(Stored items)
○ ○ ○ ○
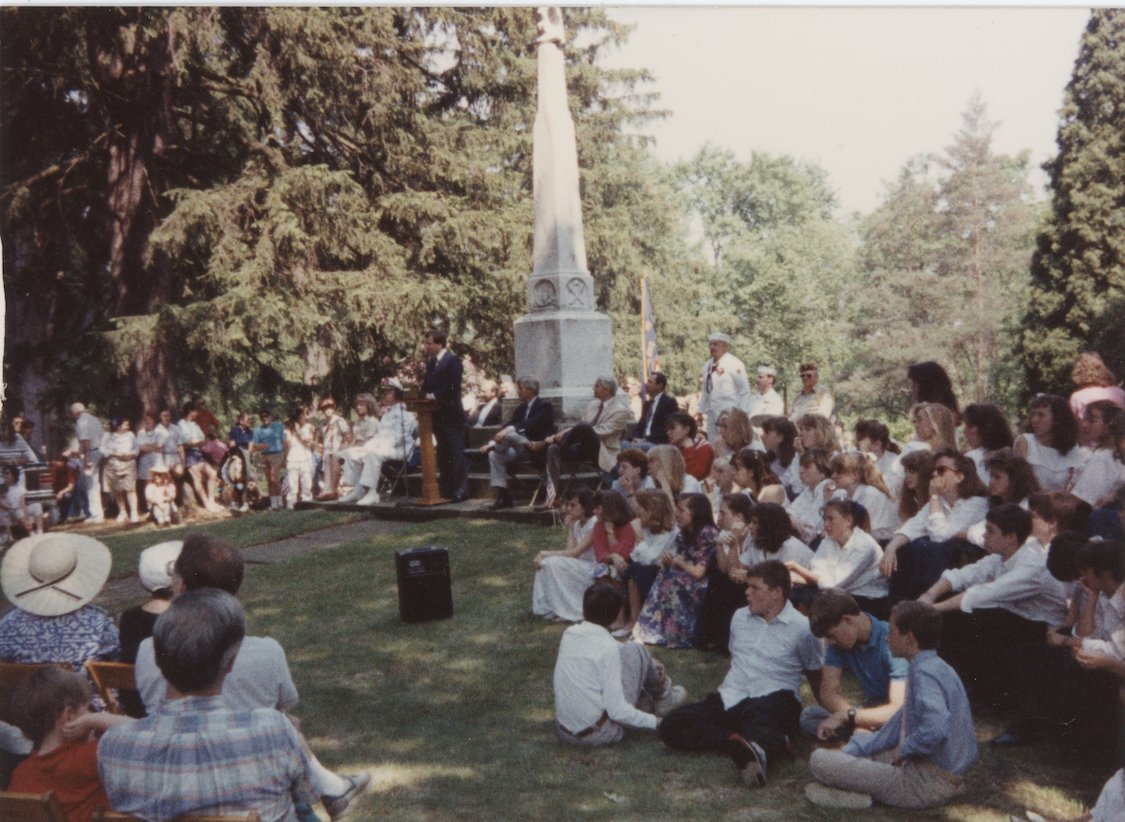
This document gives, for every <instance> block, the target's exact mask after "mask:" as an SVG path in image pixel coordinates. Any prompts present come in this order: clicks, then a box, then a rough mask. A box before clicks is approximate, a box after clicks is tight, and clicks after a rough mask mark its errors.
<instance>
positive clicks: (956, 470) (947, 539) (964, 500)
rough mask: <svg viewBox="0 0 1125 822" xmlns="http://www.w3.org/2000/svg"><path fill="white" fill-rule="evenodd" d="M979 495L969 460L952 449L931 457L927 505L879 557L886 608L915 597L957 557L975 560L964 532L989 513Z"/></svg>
mask: <svg viewBox="0 0 1125 822" xmlns="http://www.w3.org/2000/svg"><path fill="white" fill-rule="evenodd" d="M984 494H985V489H984V484H983V482H981V480H980V477H978V476H976V466H974V464H973V461H972V460H971V459H969V458H967V457H965V455H964V454H963V453H961V452H960V451H957V450H956V449H943V450H942V451H938V452H937V453H935V454H934V470H933V471H931V472H930V479H929V505H927V506H926V507H924V508H922V509H921V511H919V512H918V513H917V514H915V516H913V517H912V518H910V520H909V521H907V522H904V523H902V525H901V526H900V527H899V530H898V531H897V532H895V533H894V536H893V539H892V540H891V541H890V543H888V545H886V549H885V551H884V552H883V561H882V563H881V566H880V570H881V571H882V572H883V576H885V577H890V580H891V605H894V603H897V602H900V600H902V599H916V598H918V596H919V595H920V594H922V593H925V591H926V590H928V589H929V587H930V586H931V585H933V584H934V582H936V581H937V579H938V578H939V577H940V576H942V572H943V571H945V570H947V569H949V568H953V567H954V566H955V564H956V562H957V559H958V558H960V554H961V553H965V552H969V554H970V555H972V557H974V558H975V557H979V555H980V551H979V550H978V549H975V548H974V547H972V545H971V544H970V543H969V542H967V541H966V532H967V530H969V529H970V527H971V526H972V525H974V524H976V523H978V522H980V521H981V520H983V518H984V515H985V514H988V498H987V497H985V496H984Z"/></svg>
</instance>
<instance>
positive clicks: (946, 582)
mask: <svg viewBox="0 0 1125 822" xmlns="http://www.w3.org/2000/svg"><path fill="white" fill-rule="evenodd" d="M1030 533H1032V515H1030V514H1028V513H1027V512H1026V511H1024V509H1023V508H1021V507H1020V506H1018V505H1015V504H1009V505H1000V506H997V507H996V508H992V509H991V511H989V513H988V516H987V517H985V520H984V549H985V550H987V551H988V552H989V555H988V557H985V558H984V559H981V560H978V561H976V562H973V563H972V564H969V566H965V567H964V568H955V569H952V570H948V571H945V572H944V573H943V575H942V578H940V579H938V580H937V581H936V582H935V584H934V585H933V586H931V587H930V588H929V590H927V591H926V593H925V594H922V595H921V596H920V597H918V602H922V603H929V604H931V605H935V607H936V608H937V609H938V612H940V613H942V614H943V617H944V620H943V633H944V634H945V641H944V642H943V643H942V658H943V659H945V661H947V662H948V663H949V665H952V666H953V667H954V668H955V669H956V670H957V674H958V675H960V676H961V678H962V679H964V680H965V683H966V684H967V685H969V687H970V688H972V689H973V695H974V699H975V698H979V699H981V701H982V702H984V703H985V704H1002V703H1008V704H1010V701H1011V698H1012V697H1014V695H1012V693H1011V692H1012V689H1014V685H1015V681H1016V677H1017V671H1018V662H1019V660H1018V659H1017V658H1016V657H1015V654H1012V653H1011V651H1010V650H1009V649H1015V648H1019V647H1021V645H1042V644H1044V643H1045V642H1046V635H1047V627H1050V626H1053V625H1061V624H1063V623H1064V622H1065V620H1066V598H1065V590H1064V589H1063V586H1062V582H1060V581H1059V580H1057V579H1055V578H1054V577H1052V576H1051V572H1050V571H1048V570H1047V563H1046V553H1045V552H1044V550H1043V545H1041V544H1039V542H1038V541H1037V540H1035V539H1028V536H1029V535H1030ZM1036 678H1038V677H1036Z"/></svg>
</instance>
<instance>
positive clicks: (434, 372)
mask: <svg viewBox="0 0 1125 822" xmlns="http://www.w3.org/2000/svg"><path fill="white" fill-rule="evenodd" d="M422 392H423V394H432V395H433V398H434V399H435V400H438V408H436V410H434V413H433V423H434V425H465V408H463V407H461V358H459V356H454V355H453V352H452V351H450V352H449V353H448V354H447V355H445V356H443V358H441V360H440V361H438V360H426V363H425V379H424V380H423V381H422Z"/></svg>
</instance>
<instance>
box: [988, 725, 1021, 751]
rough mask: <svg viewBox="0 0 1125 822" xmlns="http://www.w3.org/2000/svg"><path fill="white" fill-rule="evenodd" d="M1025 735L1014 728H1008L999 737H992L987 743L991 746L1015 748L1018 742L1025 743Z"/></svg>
mask: <svg viewBox="0 0 1125 822" xmlns="http://www.w3.org/2000/svg"><path fill="white" fill-rule="evenodd" d="M1027 742H1028V739H1027V737H1025V735H1023V734H1021V733H1019V732H1018V731H1016V730H1015V729H1008V730H1007V731H1005V732H1003V733H1001V734H1000V735H999V737H993V738H992V739H991V740H989V744H990V746H992V747H993V748H1015V747H1016V746H1019V744H1027Z"/></svg>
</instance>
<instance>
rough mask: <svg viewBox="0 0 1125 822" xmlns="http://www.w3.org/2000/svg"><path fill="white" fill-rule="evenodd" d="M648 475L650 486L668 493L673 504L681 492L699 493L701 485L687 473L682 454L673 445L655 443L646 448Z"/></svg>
mask: <svg viewBox="0 0 1125 822" xmlns="http://www.w3.org/2000/svg"><path fill="white" fill-rule="evenodd" d="M646 457H647V458H648V476H649V477H650V478H651V480H652V487H654V488H656V489H657V490H659V491H664V493H665V494H666V495H668V500H669V502H670V503H672V505H673V506H675V504H676V499H677V497H679V495H681V494H701V493H702V491H703V486H701V485H700V481H699V480H697V479H695V478H694V477H693V476H691V475H690V473H687V468H686V466H685V464H684V454H683V452H682V451H681V450H679V449H678V448H676V446H675V445H655V446H652V448H650V449H649V450H648V453H647V454H646Z"/></svg>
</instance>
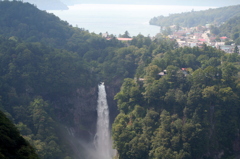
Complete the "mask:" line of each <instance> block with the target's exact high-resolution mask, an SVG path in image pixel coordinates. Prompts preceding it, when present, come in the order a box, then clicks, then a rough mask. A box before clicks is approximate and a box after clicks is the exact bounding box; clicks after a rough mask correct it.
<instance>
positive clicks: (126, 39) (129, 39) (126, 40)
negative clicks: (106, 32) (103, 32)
mask: <svg viewBox="0 0 240 159" xmlns="http://www.w3.org/2000/svg"><path fill="white" fill-rule="evenodd" d="M117 39H118V40H119V41H131V40H132V38H117Z"/></svg>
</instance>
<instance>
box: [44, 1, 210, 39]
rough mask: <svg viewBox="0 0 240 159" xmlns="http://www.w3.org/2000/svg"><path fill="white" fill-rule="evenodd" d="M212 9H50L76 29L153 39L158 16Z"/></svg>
mask: <svg viewBox="0 0 240 159" xmlns="http://www.w3.org/2000/svg"><path fill="white" fill-rule="evenodd" d="M209 8H213V7H206V6H201V7H198V6H173V5H169V6H167V5H165V6H164V5H123V4H121V5H117V4H77V5H74V6H69V10H63V11H59V10H54V11H52V10H49V11H48V12H49V13H53V14H55V15H56V16H58V17H59V18H60V19H62V20H65V21H67V22H68V23H69V24H71V25H73V26H78V27H79V28H84V29H86V30H89V31H90V32H95V33H97V34H99V33H105V32H108V33H109V34H113V35H116V36H118V35H119V34H124V32H125V31H126V30H127V31H128V32H129V33H130V36H136V35H138V34H139V33H141V34H142V35H144V36H148V35H150V36H154V35H156V34H157V33H159V30H160V28H159V27H157V26H151V25H149V20H150V19H151V18H153V17H155V16H160V15H164V16H167V15H169V14H173V13H182V12H188V11H191V10H194V11H199V10H206V9H209Z"/></svg>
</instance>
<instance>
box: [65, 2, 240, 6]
mask: <svg viewBox="0 0 240 159" xmlns="http://www.w3.org/2000/svg"><path fill="white" fill-rule="evenodd" d="M61 1H62V2H63V3H65V4H67V5H72V4H79V3H82V4H134V5H140V4H141V5H182V6H214V7H223V6H230V5H237V4H240V2H239V1H238V0H228V1H218V0H211V1H209V0H201V1H189V0H181V1H178V0H168V1H166V0H148V1H146V0H131V1H129V0H115V1H113V0H101V1H99V0H61Z"/></svg>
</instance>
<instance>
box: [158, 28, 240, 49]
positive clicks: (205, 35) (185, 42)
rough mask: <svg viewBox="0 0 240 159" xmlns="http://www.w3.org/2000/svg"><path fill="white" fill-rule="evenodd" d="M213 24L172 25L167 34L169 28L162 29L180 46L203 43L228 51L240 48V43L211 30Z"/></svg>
mask: <svg viewBox="0 0 240 159" xmlns="http://www.w3.org/2000/svg"><path fill="white" fill-rule="evenodd" d="M210 27H211V24H206V25H205V26H197V27H191V28H187V27H179V26H177V25H173V26H170V27H169V28H168V29H169V31H168V33H169V34H167V35H166V30H167V28H163V29H161V34H162V35H164V34H165V35H166V36H165V37H166V38H170V39H175V40H176V41H177V43H178V45H179V47H185V46H188V47H194V46H198V47H202V45H203V44H206V45H207V46H212V47H215V48H217V49H221V50H223V51H225V52H227V53H233V52H234V50H235V49H236V47H237V48H238V50H239V48H240V45H238V46H236V45H235V44H234V43H232V42H233V40H232V39H230V38H229V37H226V36H222V37H217V36H215V35H214V34H212V33H211V31H210Z"/></svg>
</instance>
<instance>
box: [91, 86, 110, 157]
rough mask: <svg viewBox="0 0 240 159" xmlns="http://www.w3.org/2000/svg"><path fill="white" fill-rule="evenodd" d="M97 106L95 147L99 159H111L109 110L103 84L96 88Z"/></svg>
mask: <svg viewBox="0 0 240 159" xmlns="http://www.w3.org/2000/svg"><path fill="white" fill-rule="evenodd" d="M98 89H99V90H98V106H97V113H98V119H97V133H96V135H95V147H96V151H97V154H98V155H99V159H112V157H113V155H114V150H113V149H112V140H111V135H110V129H109V109H108V104H107V97H106V91H105V86H104V84H103V83H102V84H100V85H99V86H98Z"/></svg>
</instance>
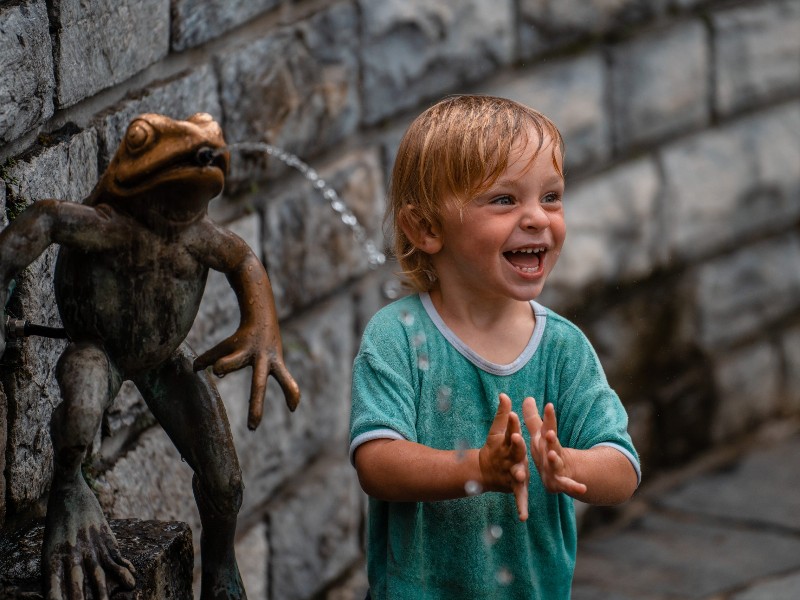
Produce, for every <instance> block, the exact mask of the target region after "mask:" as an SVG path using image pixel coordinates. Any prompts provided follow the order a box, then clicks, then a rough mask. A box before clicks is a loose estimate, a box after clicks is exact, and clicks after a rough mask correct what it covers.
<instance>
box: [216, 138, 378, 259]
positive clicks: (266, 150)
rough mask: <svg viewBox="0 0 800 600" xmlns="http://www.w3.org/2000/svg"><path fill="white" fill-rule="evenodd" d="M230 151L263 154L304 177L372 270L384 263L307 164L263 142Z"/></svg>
mask: <svg viewBox="0 0 800 600" xmlns="http://www.w3.org/2000/svg"><path fill="white" fill-rule="evenodd" d="M228 148H229V149H230V150H244V151H250V152H264V153H266V154H267V155H268V156H273V157H275V158H277V159H278V160H280V161H281V162H283V163H284V164H286V165H287V166H289V167H292V168H293V169H296V170H297V171H300V173H301V174H302V175H303V177H305V178H306V179H307V180H308V181H309V182H310V183H311V186H312V187H313V188H314V189H315V190H317V191H319V192H320V193H321V194H322V197H323V198H325V199H326V200H327V201H328V202H329V203H330V205H331V208H332V209H333V210H334V211H335V212H336V213H337V214H338V215H339V218H340V219H341V221H342V223H344V224H345V225H347V227H349V228H350V230H351V231H352V232H353V238H355V240H356V242H358V243H359V245H361V247H362V248H363V250H364V252H365V253H366V255H367V261H368V262H369V266H370V268H372V269H376V268H378V267H380V266H381V265H383V264H384V263H386V256H385V255H384V254H383V252H381V251H380V250H378V247H377V245H376V244H375V242H374V241H373V240H372V239H370V237H369V236H368V235H367V230H366V229H364V226H363V225H361V223H359V221H358V217H356V215H355V214H354V213H353V211H352V210H350V207H348V206H347V204H345V203H344V201H342V199H341V198H339V194H337V193H336V190H334V189H333V188H332V187H330V186H329V185H328V184H327V183H326V182H325V180H324V179H322V177H320V176H319V174H318V173H317V172H316V171H315V170H314V169H312V168H311V167H310V166H309V165H308V164H306V163H304V162H303V161H302V160H300V158H299V157H298V156H296V155H294V154H291V153H290V152H286V151H285V150H281V149H280V148H278V147H276V146H273V145H271V144H266V143H264V142H237V143H235V144H230V145H229V146H228Z"/></svg>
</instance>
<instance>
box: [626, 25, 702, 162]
mask: <svg viewBox="0 0 800 600" xmlns="http://www.w3.org/2000/svg"><path fill="white" fill-rule="evenodd" d="M706 38H707V33H706V31H705V29H704V27H703V25H702V24H701V23H700V22H695V21H690V22H686V23H681V24H679V25H675V26H672V27H670V28H668V29H663V30H660V31H657V32H653V33H652V34H649V35H642V36H640V37H638V38H636V39H633V40H631V41H628V42H625V43H623V44H620V45H619V46H616V47H614V48H612V52H611V57H612V61H611V110H612V118H613V127H614V138H615V142H616V145H617V147H618V149H619V150H621V151H628V150H630V149H632V148H637V147H640V146H643V145H646V144H650V143H653V142H655V141H657V140H659V139H663V138H668V137H671V136H675V135H678V134H680V133H685V132H687V131H691V130H692V129H696V128H699V127H703V126H704V125H706V124H707V123H708V121H709V117H710V107H709V106H708V98H709V91H708V89H709V75H710V72H709V50H708V43H707V39H706Z"/></svg>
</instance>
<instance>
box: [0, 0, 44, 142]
mask: <svg viewBox="0 0 800 600" xmlns="http://www.w3.org/2000/svg"><path fill="white" fill-rule="evenodd" d="M48 28H49V22H48V20H47V6H46V4H45V2H44V0H26V1H23V2H14V3H8V2H4V3H3V6H0V145H2V144H5V143H7V142H10V141H11V140H14V139H16V138H18V137H20V136H21V135H22V134H24V133H26V132H28V131H30V130H32V129H34V128H36V127H37V126H38V125H40V124H42V123H44V122H45V121H46V120H47V119H49V118H50V117H51V116H52V115H53V111H54V106H53V91H54V89H55V85H56V84H55V79H54V76H53V53H52V49H51V46H50V33H49V30H48Z"/></svg>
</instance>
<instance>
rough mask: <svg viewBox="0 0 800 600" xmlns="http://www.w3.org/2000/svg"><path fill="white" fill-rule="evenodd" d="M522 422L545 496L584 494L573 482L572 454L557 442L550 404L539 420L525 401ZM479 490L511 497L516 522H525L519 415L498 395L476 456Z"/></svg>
○ ○ ○ ○
> Exercise description
Filter the data for the string "present". Copy each matching line.

> Solution to the problem
This document gives, for every <instance> block, the target's exact mask after "mask:" as an SVG path in image pixel coordinates. Any prompts present come in this order: clicks, then a box, then a rough mask. A box before clicks is approximate, a box after clicks is tight, and clicks after a rough mask mark its errors.
Complete the "mask:" line of each <instance> block with the target's exact high-resolution mask, an SVG path in image pixel coordinates. Prompts preceding it, when present, come in the order a box, then clicks, then a rough mask. A box before clicks is approximate and a box after clicks is the exact bounding box; clicks after a rough mask correct it.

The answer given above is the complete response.